**提示文**
^^^^^^^^^^^^^^^^

Vol.40 No.Supplement

特別プログラム 整形外科
パネルディスカッション19 <治療に活かす> 整形外科領域の超音波:診断から治療まで使い倒す

(S395)

リウマチ診療における超音波の活用方法

Utility of ultrasound examination for rheumatic disease in clinical practice

小笠原 倫大

Michihiro OGASAWARA

順天堂大学膠原病内科

Department of Internal Medicine and Rheumatology, Juntendo University School of Medicine, Tokyo, Japan

キーワード :

超音波(US)を用いた骨関節軟部組織の解剖学的理解が,関節リウマチの鑑別・早期診断,疾患活動性判定,骨関節予後判定に有用であることから,リウマチ領域でのUS使用が注目されている.骨関節領域で,観察可能な主な病変とその定義を示す.
(ア) 滑膜肥厚と滑液貯留:関節,腱鞘,または滑液包内で低エコーを呈する(時に中から高エコーの場合もある)
① 滑膜肥厚は,移動性が無く圧縮性に乏しく,ドプラシグナルを呈する事がある.
② 滑液貯留は,無あるいは低エコーを呈することが多く,移動性があり圧縮性で,ドプラシグナルは呈さない.
(イ) 骨びらん 縦断,横断の2平面で観察される関節内の骨表の不連続点.
(ウ) 腱鞘滑膜炎 縦断・横断の2平面で観察される,腱鞘の中の低エコーあるいは無エコーの肥厚した組織で,液体を伴うこともある.ドプラシグナルを示すことがある.
(エ) 腱付着部炎 縦断,横断の2平面で観察される,腱または靭帯の骨付着部での異常な低エコーあるいは肥厚で,ときに石灰化を伴う事がある.ドプラシグナルを呈することがあり,また腱付着部に骨棘,骨びらん,骨表不整等の骨変化がみられることがある.肥厚した滑膜部位に一致して認められるパワードプラ(PD)シグナルは活動性を有する滑膜炎を意味し,関節炎類縁疾患においてはその存在部位,有無,程度,部位分布の確認がUS検査の中心となり,その情報により疾患鑑別,活動性判断,予後予測が行われる.微細な血流であるPDシグナルはプローブの圧迫により容易に検出できなくなるため,観察部位には他臓器でのUS検査より多めにハードゼリーを盛るように用いて,プローブは皮膚につけずにゼリーにのせるイメージで行う.さらに,ドプラ周波数,PRF(pulse repetition frequency),ウォールフィルター,フォーカス,ゲインなどの機器設定によりPDシグナルの感度が変化するため,滑膜炎の有無判断での擬陽性,偽陰性を可能なかぎり減らすよう設定には注意を要する.すでに,USは関節リウマチをはじめとする関節炎類縁疾患診療に必要不可欠な検査となっているが,整形外科領域でのUS使用とは観察部位,PDモードの多用など,多少異なるため,その違いを知り多くの症例を経験し慣れる必要がある.

^^^^^^^^^^^^^^^^

**問題 1**
提示文から、「Michihiro OGASAWARA」で始まり「中から高エコーの場合もある)」で終わる部分を一字一句変えずに抜き出して返すこと。
**問題 2**
提示文をもとに、次の問いに答えよ。
(a) 滑液貯留はドプラシグナルを呈するか。
(b) 骨びらんは何と何の2平面で観察されるか。
(c) PDシグナルの感度を変化させる機器設定として挙げられているものは何か。
**問題 3**
提示文によると、関節の観察部位にはハードゼリーを他臓器でのUS検査より多めに盛り、プローブを皮膚につけずにゼリーにのせるようにする。その理由を1〜3文で説明せよ。

**分析用データ**

^^^^^^^^^^^^^^^^

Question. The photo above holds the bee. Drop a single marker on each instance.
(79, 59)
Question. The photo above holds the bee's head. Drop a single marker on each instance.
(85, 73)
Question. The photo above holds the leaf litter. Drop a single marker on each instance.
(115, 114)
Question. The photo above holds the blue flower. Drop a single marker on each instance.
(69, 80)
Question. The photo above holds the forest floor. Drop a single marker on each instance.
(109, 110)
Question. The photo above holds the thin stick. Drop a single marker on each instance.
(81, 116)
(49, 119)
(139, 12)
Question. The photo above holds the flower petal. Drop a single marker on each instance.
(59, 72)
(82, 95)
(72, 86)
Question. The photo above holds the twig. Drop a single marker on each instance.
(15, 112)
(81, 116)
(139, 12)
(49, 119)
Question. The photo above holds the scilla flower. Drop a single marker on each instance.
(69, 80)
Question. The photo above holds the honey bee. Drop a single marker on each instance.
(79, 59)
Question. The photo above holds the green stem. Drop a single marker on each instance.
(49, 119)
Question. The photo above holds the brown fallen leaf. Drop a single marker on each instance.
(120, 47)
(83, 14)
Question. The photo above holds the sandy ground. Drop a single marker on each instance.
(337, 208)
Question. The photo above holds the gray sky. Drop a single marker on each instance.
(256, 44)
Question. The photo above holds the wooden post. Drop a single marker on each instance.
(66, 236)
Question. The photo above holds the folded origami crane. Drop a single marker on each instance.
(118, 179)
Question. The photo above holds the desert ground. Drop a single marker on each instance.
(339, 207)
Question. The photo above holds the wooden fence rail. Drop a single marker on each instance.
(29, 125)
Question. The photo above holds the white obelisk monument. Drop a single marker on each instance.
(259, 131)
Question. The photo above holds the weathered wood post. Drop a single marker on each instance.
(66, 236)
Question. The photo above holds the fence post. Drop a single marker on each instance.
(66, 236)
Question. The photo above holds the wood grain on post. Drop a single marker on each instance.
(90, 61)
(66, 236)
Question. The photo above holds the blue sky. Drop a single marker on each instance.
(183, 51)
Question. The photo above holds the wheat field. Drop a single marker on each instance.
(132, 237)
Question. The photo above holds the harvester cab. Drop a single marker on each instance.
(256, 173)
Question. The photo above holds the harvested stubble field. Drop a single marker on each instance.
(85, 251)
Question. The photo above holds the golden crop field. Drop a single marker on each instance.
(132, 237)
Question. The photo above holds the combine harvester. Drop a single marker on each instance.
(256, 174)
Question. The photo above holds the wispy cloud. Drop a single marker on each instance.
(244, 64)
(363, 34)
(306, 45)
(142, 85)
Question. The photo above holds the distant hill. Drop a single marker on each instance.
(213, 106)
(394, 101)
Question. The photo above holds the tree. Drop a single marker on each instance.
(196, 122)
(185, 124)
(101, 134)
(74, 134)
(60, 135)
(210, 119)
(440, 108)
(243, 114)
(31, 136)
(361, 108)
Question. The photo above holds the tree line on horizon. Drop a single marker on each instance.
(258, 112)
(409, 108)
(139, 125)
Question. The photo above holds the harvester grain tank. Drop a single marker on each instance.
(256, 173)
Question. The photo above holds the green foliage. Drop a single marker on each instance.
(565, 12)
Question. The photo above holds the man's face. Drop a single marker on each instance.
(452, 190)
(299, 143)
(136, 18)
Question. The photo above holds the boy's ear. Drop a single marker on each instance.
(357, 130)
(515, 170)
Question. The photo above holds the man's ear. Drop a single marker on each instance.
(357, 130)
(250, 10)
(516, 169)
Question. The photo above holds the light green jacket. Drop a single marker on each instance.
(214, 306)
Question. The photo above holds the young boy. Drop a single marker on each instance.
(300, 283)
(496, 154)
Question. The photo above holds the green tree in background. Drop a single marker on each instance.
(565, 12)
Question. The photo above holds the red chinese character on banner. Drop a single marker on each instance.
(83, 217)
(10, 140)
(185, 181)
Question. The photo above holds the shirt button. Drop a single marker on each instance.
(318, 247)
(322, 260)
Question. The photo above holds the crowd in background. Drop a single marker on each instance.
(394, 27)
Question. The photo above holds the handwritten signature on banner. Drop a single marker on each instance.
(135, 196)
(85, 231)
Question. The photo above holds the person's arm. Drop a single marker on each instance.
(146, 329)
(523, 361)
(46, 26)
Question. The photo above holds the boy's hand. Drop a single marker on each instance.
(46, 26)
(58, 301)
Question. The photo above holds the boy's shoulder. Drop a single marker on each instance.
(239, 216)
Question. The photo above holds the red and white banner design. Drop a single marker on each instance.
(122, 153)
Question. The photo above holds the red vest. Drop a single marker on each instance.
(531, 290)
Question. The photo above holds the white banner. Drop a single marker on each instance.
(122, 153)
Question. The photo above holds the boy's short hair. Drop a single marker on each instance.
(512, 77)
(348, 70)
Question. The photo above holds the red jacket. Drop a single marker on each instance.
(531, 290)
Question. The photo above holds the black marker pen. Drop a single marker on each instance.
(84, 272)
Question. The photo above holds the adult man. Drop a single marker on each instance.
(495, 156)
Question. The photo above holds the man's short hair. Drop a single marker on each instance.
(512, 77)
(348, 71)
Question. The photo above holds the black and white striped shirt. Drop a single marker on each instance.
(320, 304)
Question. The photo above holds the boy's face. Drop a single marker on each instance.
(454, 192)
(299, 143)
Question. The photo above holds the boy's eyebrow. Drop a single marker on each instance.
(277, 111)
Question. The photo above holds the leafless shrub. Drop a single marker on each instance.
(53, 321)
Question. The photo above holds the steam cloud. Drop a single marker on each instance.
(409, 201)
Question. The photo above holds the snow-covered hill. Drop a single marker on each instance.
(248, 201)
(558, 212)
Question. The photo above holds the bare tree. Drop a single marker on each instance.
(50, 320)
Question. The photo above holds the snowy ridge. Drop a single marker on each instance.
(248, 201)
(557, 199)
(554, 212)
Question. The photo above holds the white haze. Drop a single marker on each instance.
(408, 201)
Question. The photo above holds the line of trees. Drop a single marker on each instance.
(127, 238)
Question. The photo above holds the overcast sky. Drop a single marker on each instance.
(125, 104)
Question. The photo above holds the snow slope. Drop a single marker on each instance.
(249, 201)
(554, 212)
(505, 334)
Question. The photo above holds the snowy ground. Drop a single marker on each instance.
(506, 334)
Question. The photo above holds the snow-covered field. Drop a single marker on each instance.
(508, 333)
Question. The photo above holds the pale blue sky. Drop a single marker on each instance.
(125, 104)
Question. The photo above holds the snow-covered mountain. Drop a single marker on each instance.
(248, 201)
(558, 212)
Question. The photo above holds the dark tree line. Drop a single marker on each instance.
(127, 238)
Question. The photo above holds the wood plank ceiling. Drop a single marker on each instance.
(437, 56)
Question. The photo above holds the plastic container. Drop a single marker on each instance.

^^^^^^^^^^^^^^^^

**解答 1**
Michihiro OGASAWARA

順天堂大学膠原病内科

Department of Internal Medicine and Rheumatology, Juntendo University School of Medicine, Tokyo, Japan

キーワード :

超音波(US)を用いた骨関節軟部組織の解剖学的理解が,関節リウマチの鑑別・早期診断,疾患活動性判定,骨関節予後判定に有用であることから,リウマチ領域でのUS使用が注目されている.骨関節領域で,観察可能な主な病変とその定義を示す.
(ア) 滑膜肥厚と滑液貯留:関節,腱鞘,または滑液包内で低エコーを呈する(時に中から高エコーの場合もある)

**解答 2**
(a) 呈さない。
(b) 縦断と横断の2平面。
(c) ドプラ周波数、PRF(pulse repetition frequency)、ウォールフィルター、フォーカス、ゲイン。

**解答 3**
微細な血流であるPDシグナルは、プローブの圧迫によって容易に検出できなくなるためである。そこで、ゼリーを多めに盛り、プローブで皮膚を圧迫しないようにして観察する。